Reproduce the records below with every occurrence of "pixel coordinates" replaced by "image coordinates", leaving all other text unchanged. Omit the pictures from your answer.
--*--
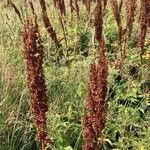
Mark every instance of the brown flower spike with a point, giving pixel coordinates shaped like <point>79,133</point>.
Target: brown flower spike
<point>94,120</point>
<point>33,56</point>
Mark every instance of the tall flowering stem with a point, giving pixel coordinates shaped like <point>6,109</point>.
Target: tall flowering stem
<point>33,56</point>
<point>144,22</point>
<point>48,25</point>
<point>94,120</point>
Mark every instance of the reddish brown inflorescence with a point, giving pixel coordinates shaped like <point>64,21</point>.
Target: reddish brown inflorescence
<point>33,56</point>
<point>145,6</point>
<point>96,109</point>
<point>95,118</point>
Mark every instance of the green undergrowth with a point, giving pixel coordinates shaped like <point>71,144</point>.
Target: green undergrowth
<point>128,116</point>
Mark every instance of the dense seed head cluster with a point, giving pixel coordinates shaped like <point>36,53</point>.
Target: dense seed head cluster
<point>95,118</point>
<point>33,56</point>
<point>143,23</point>
<point>98,20</point>
<point>60,4</point>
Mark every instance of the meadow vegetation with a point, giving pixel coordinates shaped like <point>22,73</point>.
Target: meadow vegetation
<point>68,54</point>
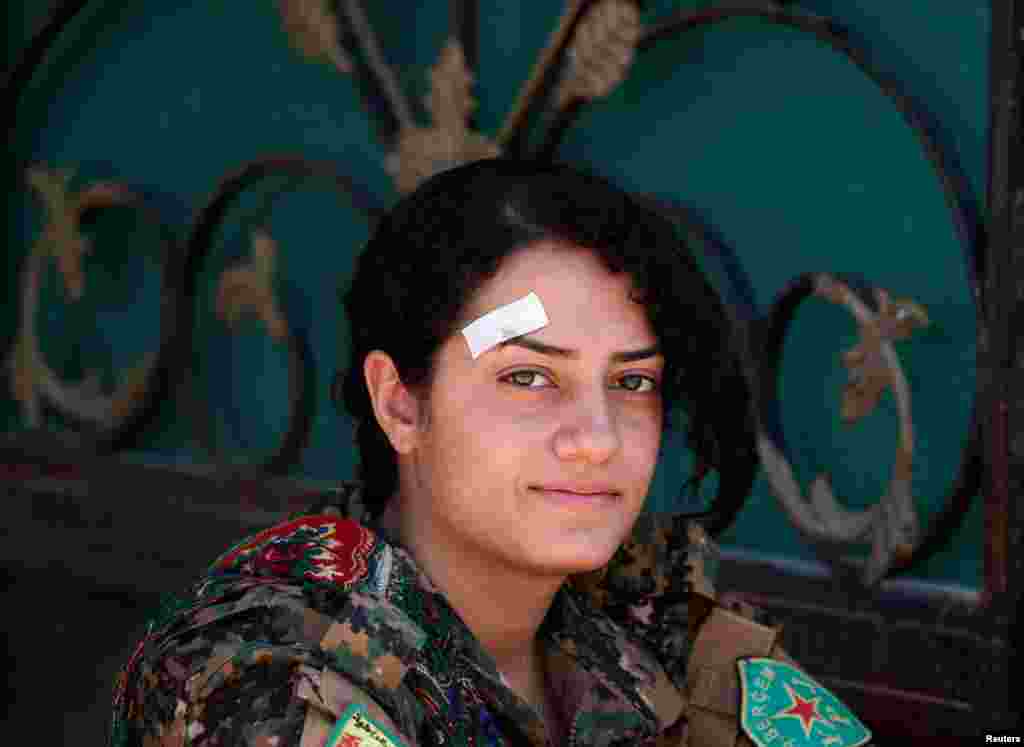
--*--
Result:
Mark every instance of the brown flower spike with a point, giving image coordinates shaped like <point>79,133</point>.
Target: brown flower spike
<point>94,120</point>
<point>33,56</point>
Mark every instance of the tall flowering stem with a point, giving image coordinates shaped like <point>6,109</point>.
Target: tall flowering stem
<point>33,56</point>
<point>144,22</point>
<point>48,25</point>
<point>94,120</point>
Mark every instance of the reddish brown inflorescence with a point, giving image coordinates shaped like <point>64,21</point>.
Target: reddish brown inflorescence
<point>33,56</point>
<point>145,6</point>
<point>96,109</point>
<point>95,118</point>
Mark every instance of the green undergrowth with a point, giving image coordinates shaped like <point>71,144</point>.
Target: green undergrowth
<point>128,116</point>
Mark every instance of the dense seed head cluster with a point, giving image coordinates shaped like <point>36,53</point>.
Target: dense seed head cluster
<point>95,118</point>
<point>33,56</point>
<point>143,23</point>
<point>98,20</point>
<point>60,4</point>
Mark every instance of the meadow vegetation with a point, giving image coordinates shaped like <point>22,73</point>.
Target: meadow vegetation
<point>68,54</point>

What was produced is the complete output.